Document section:
## begin
# Lockdown freemasonry



## Gordon Michie (Apr 10, 2020)

Evening, 

I am the current RWM of The Lodge, Hope of Kurrachee no 337 in the Province of Fife and Kinross, Grand Lodge of Scotland.

PM of Lodge Earl Haig 1260 and a member of Internet Lodge EC

Exploring more ways to use the web in this strange world we live in just now.


----------



## Glen Cook (Apr 10, 2020)

Welcome.


----------



## Chaz (Apr 10, 2020)

Greetings and welcome to the forum!


----------



## Les Verts (Apr 11, 2020)

Gordon Michie said:


> Evening,
> 
> I am the current RWM of The Lodge, Hope of Kurrachee no 337 in the Province of Fife and Kinross, Grand Lodge of Scotland.
> 
> ...


----------



## Les Verts (Apr 11, 2020)

Very unusual name for a Fife lodge, ken?


----------



## Warrior1256 (Apr 11, 2020)

Greetings and welcome to the forum Brother.


----------



## Brother JC (Apr 14, 2020)

Les Verts said:


> Very unusual name for a Fife lodge, ken?
## end
Your goal: Pick up the forum thread on lockdown freemasonry above and carry it on from its last line.

Information shown:
## begin
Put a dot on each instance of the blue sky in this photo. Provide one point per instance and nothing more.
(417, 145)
## end
Answer to this problem:
Constituted in India in 1842... seems quite usual under the circumstances.


----------



## Bloke (Apr 14, 2020)

Greetings and welcome


----------



## Agent orange (Apr 15, 2020)

Gordon Michie said:


> Evening,
> 
> I am the current RWM of The Lodge, Hope of Kurrachee no 337 in the Province of Fife and Kinross, Grand Lodge of Scotland.
> 
> ...



Greetings from darkest Larkhall and Colorado.


Sent from my iPad using My Freemasonry Mobile


----------



## Mark Stockdale (Apr 21, 2020)

So you found the forum then Gordon


----------



## Mike Martin (Apr 21, 2020)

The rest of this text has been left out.